WHAT THE TASK REQUIRES. Every line below must come back exactly as it stands, with the images omitted.

>>>

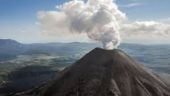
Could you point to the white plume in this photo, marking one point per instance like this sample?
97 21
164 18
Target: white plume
99 19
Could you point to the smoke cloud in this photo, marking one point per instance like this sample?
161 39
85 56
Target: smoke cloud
100 20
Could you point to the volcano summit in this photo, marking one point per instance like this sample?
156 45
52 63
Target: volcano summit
104 73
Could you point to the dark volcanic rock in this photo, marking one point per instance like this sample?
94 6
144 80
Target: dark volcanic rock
105 73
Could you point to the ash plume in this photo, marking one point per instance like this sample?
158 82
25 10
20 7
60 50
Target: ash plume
98 19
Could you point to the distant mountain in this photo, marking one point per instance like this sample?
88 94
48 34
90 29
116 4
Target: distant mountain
10 48
104 73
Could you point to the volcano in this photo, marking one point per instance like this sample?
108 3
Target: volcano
104 73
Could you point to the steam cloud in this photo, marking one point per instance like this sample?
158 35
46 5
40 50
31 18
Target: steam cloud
99 19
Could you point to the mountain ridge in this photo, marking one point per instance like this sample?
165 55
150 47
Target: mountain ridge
105 73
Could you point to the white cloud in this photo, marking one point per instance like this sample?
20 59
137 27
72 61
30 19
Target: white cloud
146 30
130 5
98 19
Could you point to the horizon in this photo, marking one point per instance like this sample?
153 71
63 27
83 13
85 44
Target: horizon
19 21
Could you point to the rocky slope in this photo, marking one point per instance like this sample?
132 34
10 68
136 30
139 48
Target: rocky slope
104 73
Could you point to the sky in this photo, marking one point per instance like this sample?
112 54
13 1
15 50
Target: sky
18 18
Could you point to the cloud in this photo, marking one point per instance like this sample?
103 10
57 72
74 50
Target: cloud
98 19
130 5
146 30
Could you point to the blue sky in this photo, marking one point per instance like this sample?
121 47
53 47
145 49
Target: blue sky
18 17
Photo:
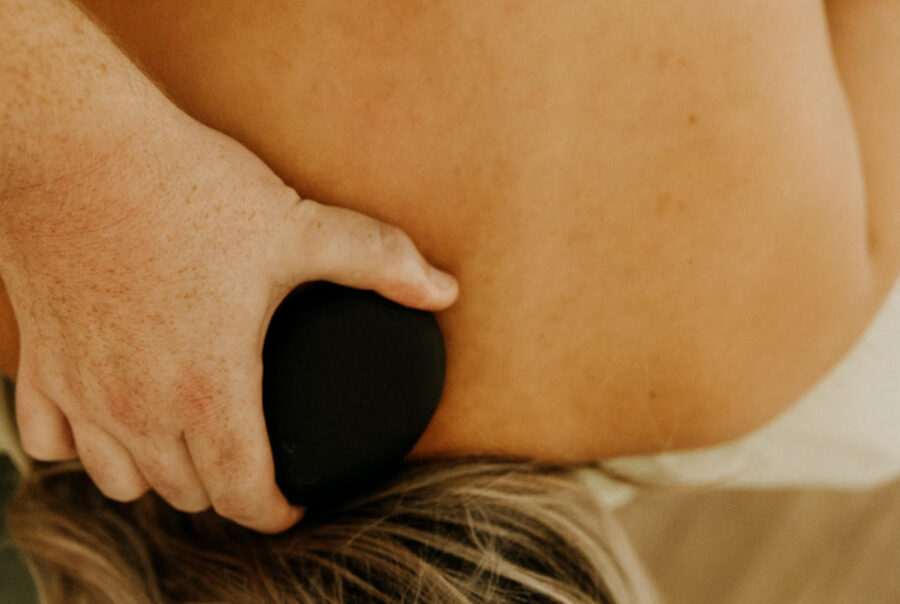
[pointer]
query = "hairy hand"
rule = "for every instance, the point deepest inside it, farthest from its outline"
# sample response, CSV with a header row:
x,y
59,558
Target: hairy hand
x,y
143,287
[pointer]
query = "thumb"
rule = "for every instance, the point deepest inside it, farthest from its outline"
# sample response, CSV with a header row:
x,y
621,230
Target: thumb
x,y
355,250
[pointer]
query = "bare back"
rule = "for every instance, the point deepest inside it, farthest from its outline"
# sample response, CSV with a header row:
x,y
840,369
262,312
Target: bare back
x,y
656,210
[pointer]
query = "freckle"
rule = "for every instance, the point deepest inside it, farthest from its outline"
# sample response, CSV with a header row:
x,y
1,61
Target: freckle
x,y
662,203
662,58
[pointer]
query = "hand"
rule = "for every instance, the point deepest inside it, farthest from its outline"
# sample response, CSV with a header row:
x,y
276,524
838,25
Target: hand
x,y
143,288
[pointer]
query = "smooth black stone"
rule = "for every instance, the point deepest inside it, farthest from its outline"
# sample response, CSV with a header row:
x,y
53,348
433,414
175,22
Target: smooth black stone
x,y
350,382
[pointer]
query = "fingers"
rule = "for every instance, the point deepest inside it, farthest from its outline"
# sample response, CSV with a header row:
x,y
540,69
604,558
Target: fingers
x,y
169,470
43,428
109,464
358,251
234,462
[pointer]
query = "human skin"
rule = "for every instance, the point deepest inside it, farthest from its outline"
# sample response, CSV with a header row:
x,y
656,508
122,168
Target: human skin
x,y
661,245
144,254
657,211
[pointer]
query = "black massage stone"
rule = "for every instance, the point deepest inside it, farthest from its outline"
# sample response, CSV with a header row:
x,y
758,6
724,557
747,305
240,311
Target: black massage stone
x,y
350,381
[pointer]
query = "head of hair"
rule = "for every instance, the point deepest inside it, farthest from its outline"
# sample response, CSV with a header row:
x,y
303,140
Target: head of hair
x,y
463,531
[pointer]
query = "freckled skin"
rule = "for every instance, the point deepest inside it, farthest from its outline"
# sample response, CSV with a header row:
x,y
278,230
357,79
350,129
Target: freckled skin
x,y
143,254
630,193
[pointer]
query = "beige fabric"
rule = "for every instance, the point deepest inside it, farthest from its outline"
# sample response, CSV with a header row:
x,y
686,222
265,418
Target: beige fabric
x,y
844,433
770,547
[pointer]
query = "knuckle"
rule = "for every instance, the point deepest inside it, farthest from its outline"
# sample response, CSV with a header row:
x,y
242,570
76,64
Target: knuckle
x,y
394,246
123,493
239,509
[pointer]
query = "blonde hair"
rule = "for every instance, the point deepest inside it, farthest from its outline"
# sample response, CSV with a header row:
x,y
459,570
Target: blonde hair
x,y
463,531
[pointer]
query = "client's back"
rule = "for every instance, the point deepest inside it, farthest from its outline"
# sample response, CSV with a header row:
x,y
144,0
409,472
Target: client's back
x,y
642,200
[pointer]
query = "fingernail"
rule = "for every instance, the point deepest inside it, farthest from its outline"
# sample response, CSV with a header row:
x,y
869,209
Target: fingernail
x,y
441,279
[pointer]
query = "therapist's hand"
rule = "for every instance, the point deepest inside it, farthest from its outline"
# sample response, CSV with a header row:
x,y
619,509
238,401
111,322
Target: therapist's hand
x,y
143,286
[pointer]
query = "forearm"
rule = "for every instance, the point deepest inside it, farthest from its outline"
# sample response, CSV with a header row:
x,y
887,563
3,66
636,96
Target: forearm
x,y
69,99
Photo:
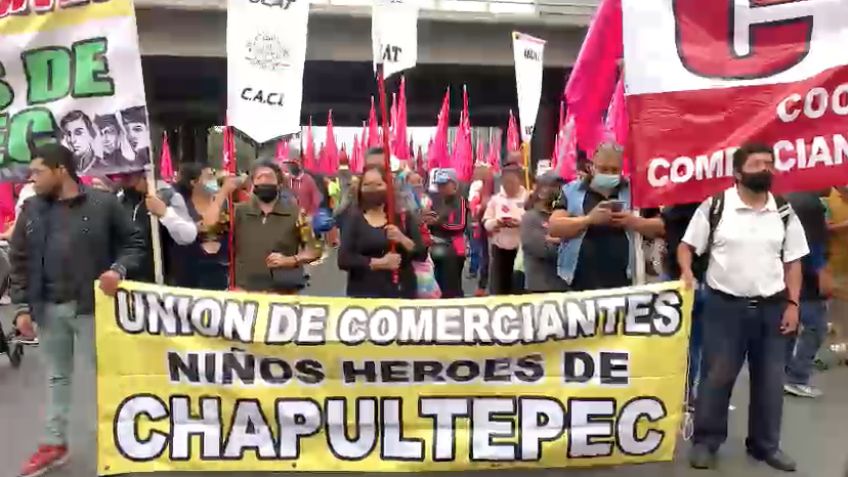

<<<

ANSWER SECTION.
Could you point to the white plume in this photo, marking one point per instance like this sample?
97 21
164 18
Target: white plume
99 19
Could you point to the smoke cloud in this photo, marking one point per instance like this sample?
161 39
85 56
Target: smoke cloud
100 20
Could you point to the volcano summit in this photo, marking one point per instance like this sample?
156 45
52 63
Target: volcano summit
104 73
Could you point to the dark volcanic rock in this photo, marking one point per instance like this sample?
94 6
144 80
Target: dark volcanic rock
105 73
Could you point to the ash plume in this photo, marking one point per instance like this sample?
158 82
25 10
20 7
60 50
Target: ash plume
98 19
Could you point to the distant mountain in this photo, marking one point per instance like this sample?
88 94
48 34
90 29
116 4
Target: distant mountain
10 48
104 73
Could you point to the volcano in this photo, marking one point per instance like this sample?
108 3
Target: volcano
104 73
Could you point to the steam cloud in this photo, marking one point per instance like this sample?
158 35
46 5
40 50
31 18
Target: steam cloud
99 19
Could you point to the mountain ridge in this photo, marking one point per instance like this sample?
165 55
150 47
Target: mountain ridge
105 73
Could you point to the white cloud in this photo, marking one point per instance like this sample?
20 59
137 27
72 61
30 19
Target: white cloud
146 30
130 5
98 19
Could you point to the horizon in this photo, marking one point per instance like this sample?
153 71
63 27
83 13
85 44
Target: horizon
19 21
Could you point to the rocky slope in this photo, marking one point per instance like this sample?
132 34
10 68
136 30
139 48
Target: rocky slope
104 73
Could you point to the sky in this photo, marking one point per instance like this sample?
112 54
13 1
15 50
Target: sky
18 18
Could you point to the cloud in this photo, marking one point per instance like this sample?
103 10
57 72
74 50
Target: cloud
98 19
130 5
146 30
Could you point to the blue sky in this photo, marking one point per instance like this sample?
121 47
53 47
145 49
Target: blue sky
18 17
Photo:
[pointer]
query = "hairy hand"
rule = "for every instance, the point deepest inside it, farthest from its outline"
# sample response, CSV with a header row:
x,y
59,558
Target: hairy hand
x,y
143,287
[pointer]
query = "thumb"
rule = "for every instance, the point deepest inside it, farthest from its outline"
# sample response, CSV with a header row:
x,y
621,230
Target: thumb
x,y
355,250
[pointer]
query = "bare back"
rule = "for every instance, the point deepest inside it, farthest from its outline"
# sample response, CSV with a header row:
x,y
840,369
262,312
Target: bare back
x,y
656,210
[pointer]
query = "freckle"
rule = "for every instance, the point deepest inside it, farthest from its outline"
# sample response, CSV with a header row:
x,y
1,61
Target: freckle
x,y
662,203
662,58
[pointer]
query = "hand"
rule = "for every instance, the point deepest inside it, farthest from its outline"
# sample response, CSV with a header row:
x,y
276,524
838,25
Target: hand
x,y
143,288
[pointer]
query = "smooth black stone"
rule = "for every instance, the point deepest inside it, farthest from its outline"
# sample response, CSV with a header row:
x,y
53,348
433,414
175,22
Target: smooth black stone
x,y
350,382
[pointer]
query = "fingers"
rule = "for every instance, the point deepest inside it, farthest from its outline"
# sample response, CSV with a header row:
x,y
540,69
604,558
Target: fingers
x,y
169,470
43,428
109,464
358,251
234,462
[pointer]
query = "human skin"
rule = "for every instance, the point deepest inside it, farthest from its outline"
# sample response, CSV with a header row:
x,y
656,508
122,168
Target: human skin
x,y
661,245
144,254
657,211
[pointer]
query = "black massage stone"
rule = "for every instance, the point deepest inside it, farthest from its outline"
# sample response, CSV with a header row:
x,y
758,6
724,557
747,305
240,311
Target: black massage stone
x,y
350,381
[pointer]
query = "head of hair"
rule = "for every instance, the point deepest inside it, farthest from its outline"
# sample response, CSV with a header row:
x,y
303,140
Target: head of hair
x,y
463,531
[pointer]
query = "freckled skin"
rule = "for every instance, the point deepest inside it, farthest from its outline"
# sample response, CSV with a header row:
x,y
278,230
357,79
350,129
Target: freckled skin
x,y
143,254
630,193
[pointer]
query = "beige fabric"
rule = "for every instance, the point deepest inside it, farthest from its outline"
# sample response, CSV with a header row:
x,y
686,222
265,418
Target: beige fabric
x,y
844,433
770,547
[pointer]
query = "knuckle"
rule = "for every instance, the point deepest inside it, farthest from its outline"
# sample response, CSV with a header row:
x,y
242,570
76,64
Target: knuckle
x,y
394,246
123,493
239,509
[pointer]
query = "blonde hair"
rule = "for every instance, the point deepest inside it, farthest from its outline"
# sample response, CSV with a header row:
x,y
459,570
Target: blonde hair
x,y
463,531
[pointer]
query = "client's back"
rule = "for every instance, the point deepest inside it, farthest from its outline"
# sample response, CSV with a header row:
x,y
144,0
409,472
Target: client's back
x,y
642,200
[pointer]
query = "fingernail"
rule = "for every instance, the point deepest inside it, farthest from its outline"
# sample response, CSV with a header row:
x,y
869,209
Target: fingernail
x,y
441,279
[pointer]
query = "therapist's hand"
rule = "for every instance, the point deepest inside it, farthest from its outline"
# sample response, CSV with a header row:
x,y
619,509
238,401
111,322
Target: therapist's hand
x,y
143,286
[pointer]
query = "forearm"
rule = "for every instance, the point deepest inside it, farthest from its outline"
# sample response, CSV with a header row:
x,y
887,563
3,66
636,96
Target: forearm
x,y
69,99
Photo:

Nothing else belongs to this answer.